> **Выбранный отрывок**
# # # # #

Что видит зритель, когда смотрит на сцену? Иллюзорный мир декораций, построенных из обманных фактур, игру света — и реальность актерского тела. И это единственная реальность, постоянно и безусловно присутствующая на сцене. Этим театр принципиально отличается от кино и литературы, где тело актера всегда представлено в отдельных фрагментах: литература описывает детали фигуры, в кино то же расчленение совершается посредством чередования планов. И только на сцене тело актера всегда присутствует как целое.
При этом зрительское восприятие устроено таким образом, что, видя тело актера, зритель его как бы не замечает, фиксируя лишь впечатления, полученные через его посредство. Когда Лев Толстой описывал (глазами Наташи Ростовой, то есть непосредственного и свежего человека) оперное представление в романе «Война и мир», он, собственно, как раз попытался очистить восприятие от принятых установок, и вот что у него получилось: «На сцене были ровные доски по средине, с боков стояли крашеные картины, изображавшие деревья, позади было протянуто полотно на досках. В середине сцены сидели девицы в красных корсажах и белых юбках. Одна, очень толстая, в шелковом белом платье, сидела особо на низкой скамеечке, к которой был приклеен сзади зеленый картон. Все они пели что-то. Когда они кончили свою песню, девица в белом подошла к будочке суфлера, и к ней подошел мужчина в шелковых, в обтяжку, панталонах на толстых ногах, с пером и кинжалом и стал петь и разводить руками». Качества актеров, которые подчеркивает Толстой: толстая девица, толстые ноги, — относятся именно к телесности, к телу артиста, и эта в буквальном смысле выпирающая телесность становится главным фокусом сознательно трезвого, то есть разоблачающего восприятия.

# # # # #

> **Задания**
a – Перечислите все цвета, которые названы в цитате из романа в отрывке о теле актера на сцене.
b – Выведите без изменений часть отрывка о теле актера на сцене, которая открывается словами, содержащими «Что видит зритель, когда», и завершается словами «присутствует как целое.».

> **Записи из набора точечной разметки**
# # # # #

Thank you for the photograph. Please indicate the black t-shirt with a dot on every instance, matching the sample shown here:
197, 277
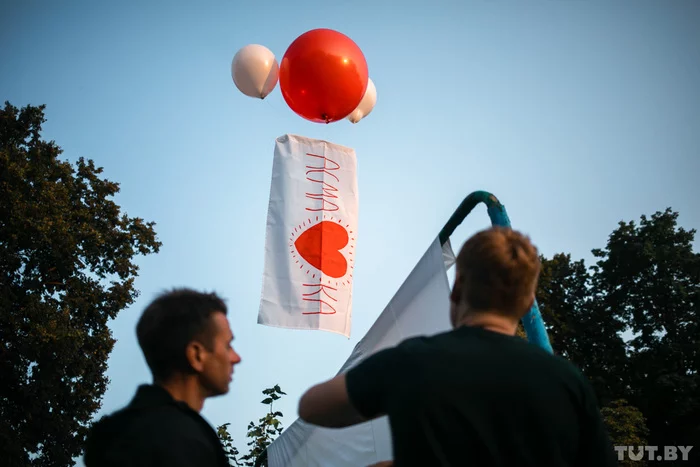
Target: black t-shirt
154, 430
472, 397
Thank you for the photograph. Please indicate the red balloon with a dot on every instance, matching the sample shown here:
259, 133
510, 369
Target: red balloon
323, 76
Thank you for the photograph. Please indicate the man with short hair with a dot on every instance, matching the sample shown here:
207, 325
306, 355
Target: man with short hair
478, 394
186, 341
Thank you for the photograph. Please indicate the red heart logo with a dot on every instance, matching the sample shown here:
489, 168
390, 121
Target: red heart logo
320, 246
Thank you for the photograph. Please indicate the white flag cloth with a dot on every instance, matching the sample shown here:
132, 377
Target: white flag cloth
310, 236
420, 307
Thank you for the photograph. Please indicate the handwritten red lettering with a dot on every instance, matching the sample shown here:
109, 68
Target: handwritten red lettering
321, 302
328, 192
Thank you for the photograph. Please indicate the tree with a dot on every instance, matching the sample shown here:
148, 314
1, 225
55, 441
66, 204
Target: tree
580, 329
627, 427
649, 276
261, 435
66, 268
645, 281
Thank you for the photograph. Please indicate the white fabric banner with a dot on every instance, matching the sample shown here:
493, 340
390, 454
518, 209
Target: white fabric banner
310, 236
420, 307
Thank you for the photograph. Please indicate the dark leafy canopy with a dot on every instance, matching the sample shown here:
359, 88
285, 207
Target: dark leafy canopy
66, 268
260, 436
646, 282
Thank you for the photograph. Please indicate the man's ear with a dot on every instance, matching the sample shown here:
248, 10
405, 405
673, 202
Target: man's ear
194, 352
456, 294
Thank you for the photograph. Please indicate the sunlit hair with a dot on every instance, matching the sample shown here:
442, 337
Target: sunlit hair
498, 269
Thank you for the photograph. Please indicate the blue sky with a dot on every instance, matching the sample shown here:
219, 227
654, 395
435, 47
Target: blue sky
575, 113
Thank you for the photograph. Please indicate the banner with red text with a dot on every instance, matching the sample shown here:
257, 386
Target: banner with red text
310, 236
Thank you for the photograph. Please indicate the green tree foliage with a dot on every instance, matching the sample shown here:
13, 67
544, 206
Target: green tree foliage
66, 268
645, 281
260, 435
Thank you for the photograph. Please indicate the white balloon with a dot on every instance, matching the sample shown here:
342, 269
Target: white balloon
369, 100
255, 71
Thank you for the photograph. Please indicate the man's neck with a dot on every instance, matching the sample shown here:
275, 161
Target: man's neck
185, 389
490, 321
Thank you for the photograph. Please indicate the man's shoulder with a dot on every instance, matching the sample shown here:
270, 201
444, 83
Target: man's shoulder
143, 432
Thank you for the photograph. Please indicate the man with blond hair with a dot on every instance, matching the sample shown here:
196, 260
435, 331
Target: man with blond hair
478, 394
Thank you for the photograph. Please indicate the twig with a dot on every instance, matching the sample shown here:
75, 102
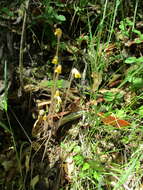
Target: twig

# # # # #

> **Ответы к заданиям**
a – Красный, белый, зеленый.

b –
Что видит зритель, когда смотрит на сцену? Иллюзорный мир декораций, построенных из обманных фактур, игру света — и реальность актерского тела. И это единственная реальность, постоянно и безусловно присутствующая на сцене. Этим театр принципиально отличается от кино и литературы, где тело актера всегда представлено в отдельных фрагментах: литература описывает детали фигуры, в кино то же расчленение совершается посредством чередования планов. И только на сцене тело актера всегда присутствует как целое.